## EXERCISE TASKS
1. In the Pompei travel account, how many rooms did one of the largest homes have?
2. Copy out everything in the Pompei travel account from "When we got" down to "amazing seafood pasta!".

[STUDY TEXT — start]

Today six of us took the optional tour to Pompei, three hours away by bus. Along the way, our tour leader, Barbara, led us in a very interesting discussion about funeral and death practices in Italy as we passed a cemetery. You see, Italy is a very small country in terms of land area, yet it is home to 60 million people. What will happen to all those bodies when they die?
What Barbara noticed when she visited the U.S. was the large number of funeral homes because apparently they do not have an equivalent here in Italy. Suppose you are sick and die in the hospital, the hospital has a special room where family and friends pay their respects after the hospital prepares your body. They put your body in a coffin with a glass top right there in the special room.
Then if you elect to have a casket burial rather than cremation, you decide how many years you want to stay in the ground — 10, 20 or 30 years, with the longer term being the most expensive. When your term is up, they dig you and your casket out of the ground and burn the whole thing. Then the space is given to someone else for another term.
We stopped for lunch just five minutes away from the ruins of the ancient city of Pompei where we met up with our local guide, Marco. What I was overwhelmed with was the vastness of the area with ancient structures. Even though only about 800 people lived here, we walked around for two hours yet Marco told us we had only seen 5% of the total buildings. It would have taken at least 15-20 minutes up the hill to reach one of the largest homes which had a total of 80 rooms. Yet we saw all the government buildings, the banks, the courts, and yes, the red light district which was identified by phallic symbols mounted in stone on the outside walls. Inside were ancient erotic paintings which showed people in intimate positions. Some people considered Pompei the Sodom and Gomorrah of its time, and when it was buried by the volcano, it was considered payback for its sinful ways. We also saw two large amphitheaters, one outdoor and the other indoor, and both of them had amazing acoustics.
On the three hour ride back to Rome, we got amazing views of Mount Vesuvius, which destroyed Pompei in 79 AD but last erupted in 1944, and could erupt again at any time.
When we got back to the hotel, we rejoined the rest of our tour group and we went out to dinner at D’Alessio, where ten of us ladies had eaten lunch a few days earlier. I had an amazing seafood pasta!

[STUDY TEXT — finish]
[RECORDS PROVIDED — start]

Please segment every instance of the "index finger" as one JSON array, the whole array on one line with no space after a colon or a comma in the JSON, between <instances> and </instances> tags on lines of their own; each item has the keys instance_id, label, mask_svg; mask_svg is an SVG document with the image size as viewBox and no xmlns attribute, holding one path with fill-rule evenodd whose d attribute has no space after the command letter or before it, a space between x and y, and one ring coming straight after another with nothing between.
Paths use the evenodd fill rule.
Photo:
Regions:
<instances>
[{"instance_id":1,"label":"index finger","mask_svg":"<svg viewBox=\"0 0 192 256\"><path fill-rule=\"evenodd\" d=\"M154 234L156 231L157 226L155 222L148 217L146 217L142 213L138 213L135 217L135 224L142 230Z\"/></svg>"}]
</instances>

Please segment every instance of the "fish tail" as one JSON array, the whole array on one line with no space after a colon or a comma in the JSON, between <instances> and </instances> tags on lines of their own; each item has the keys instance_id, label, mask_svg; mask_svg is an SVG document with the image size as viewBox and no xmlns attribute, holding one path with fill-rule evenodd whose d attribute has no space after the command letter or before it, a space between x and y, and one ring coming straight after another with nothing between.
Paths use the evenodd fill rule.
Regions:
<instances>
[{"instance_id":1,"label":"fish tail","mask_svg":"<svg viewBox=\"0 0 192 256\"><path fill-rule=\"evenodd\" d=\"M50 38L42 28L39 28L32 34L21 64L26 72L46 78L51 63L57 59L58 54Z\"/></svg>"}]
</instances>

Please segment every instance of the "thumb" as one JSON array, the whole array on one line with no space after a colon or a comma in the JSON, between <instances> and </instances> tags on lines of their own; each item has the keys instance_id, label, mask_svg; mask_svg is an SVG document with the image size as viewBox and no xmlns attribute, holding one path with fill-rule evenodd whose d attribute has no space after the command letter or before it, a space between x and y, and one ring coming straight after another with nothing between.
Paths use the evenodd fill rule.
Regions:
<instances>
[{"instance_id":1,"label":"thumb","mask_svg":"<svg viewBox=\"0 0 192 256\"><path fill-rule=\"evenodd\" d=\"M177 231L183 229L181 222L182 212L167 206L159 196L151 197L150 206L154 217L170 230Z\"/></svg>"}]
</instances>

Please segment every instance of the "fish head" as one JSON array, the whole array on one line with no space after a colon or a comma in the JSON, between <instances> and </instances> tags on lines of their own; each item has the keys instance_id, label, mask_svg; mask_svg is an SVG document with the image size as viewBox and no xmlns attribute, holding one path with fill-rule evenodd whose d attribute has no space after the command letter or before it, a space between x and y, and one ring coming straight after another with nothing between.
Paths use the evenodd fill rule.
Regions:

[RECORDS PROVIDED — finish]

## LIST OF SOLUTIONS
1. 80 rooms

2.
When we got back to the hotel, we rejoined the rest of our tour group and we went out to dinner at D’Alessio, where ten of us ladies had eaten lunch a few days earlier. I had an amazing seafood pasta!